WRITTEN TASK:
Copy out, word for word, the whole blog post about going out without makeup.

QUOTED TEXT:
## BEGIN

I’m currently writing this blog post up while sitting at a cafe, having a cup of coffee … and I don’t have a lick of makeup on. That’s right, I’m out of the house and all I have on my face is sunscreen. No foundation, no BB cream, no lipstick.
I know. Horror of horrors.
The thing is, it doesn’t bother me at all. But if you were to ask me if I felt naked leaving the house without any makeup on up to a couple of years ago, I’d give a resounding HELL YES.
When I say makeup, I don’t mean a full face of makeup. Not in this context anyway. I’m not talking about having eye makeup on, bronzer or even blush. At the very minimum, it would be foundation or BB cream and a tinted lip balm. And nope, I don’t have any of those on right now and I don’t feel naked at all.
But you see, it wasn’t long ago that I would think otherwise. I would actually apply BB cream or foundation, blush and a lipstick before even just going to a grocery store. I wouldn’t even think of going to a shopping centre without makeup on. I’d feel really naked and exposed with my blotchiness, redness and hyperpigmentation for all the world to see.
I can’t even remember when it was that I started wearing foundation. It must be just before I started working. I’ve told this story before but I’ll mention it again for those who are new to BA. Soon after I started working, I was having lunch at the factory canteen one day when a male colleague sat next to me, turned to me and said very matter of factly, “you know, you really should put some foundation on“.
SAY WHAT NOW?

## END

AVAILABLE DATA:
## BEGIN

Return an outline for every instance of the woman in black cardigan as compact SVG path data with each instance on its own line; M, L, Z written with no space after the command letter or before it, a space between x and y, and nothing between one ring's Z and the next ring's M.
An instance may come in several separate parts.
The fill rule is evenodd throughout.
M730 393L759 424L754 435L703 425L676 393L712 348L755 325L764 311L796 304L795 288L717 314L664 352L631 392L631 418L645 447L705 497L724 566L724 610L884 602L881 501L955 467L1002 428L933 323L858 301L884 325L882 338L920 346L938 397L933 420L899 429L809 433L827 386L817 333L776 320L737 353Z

## END

WRITTEN REPLY:
I’m currently writing this blog post up while sitting at a cafe, having a cup of coffee … and I don’t have a lick of makeup on. That’s right, I’m out of the house and all I have on my face is sunscreen. No foundation, no BB cream, no lipstick.
I know. Horror of horrors.
The thing is, it doesn’t bother me at all. But if you were to ask me if I felt naked leaving the house without any makeup on up to a couple of years ago, I’d give a resounding HELL YES.
When I say makeup, I don’t mean a full face of makeup. Not in this context anyway. I’m not talking about having eye makeup on, bronzer or even blush. At the very minimum, it would be foundation or BB cream and a tinted lip balm. And nope, I don’t have any of those on right now and I don’t feel naked at all.
But you see, it wasn’t long ago that I would think otherwise. I would actually apply BB cream or foundation, blush and a lipstick before even just going to a grocery store. I wouldn’t even think of going to a shopping centre without makeup on. I’d feel really naked and exposed with my blotchiness, redness and hyperpigmentation for all the world to see.
I can’t even remember when it was that I started wearing foundation. It must be just before I started working. I’ve told this story before but I’ll mention it again for those who are new to BA. Soon after I started working, I was having lunch at the factory canteen one day when a male colleague sat next to me, turned to me and said very matter of factly, “you know, you really should put some foundation on“.
SAY WHAT NOW?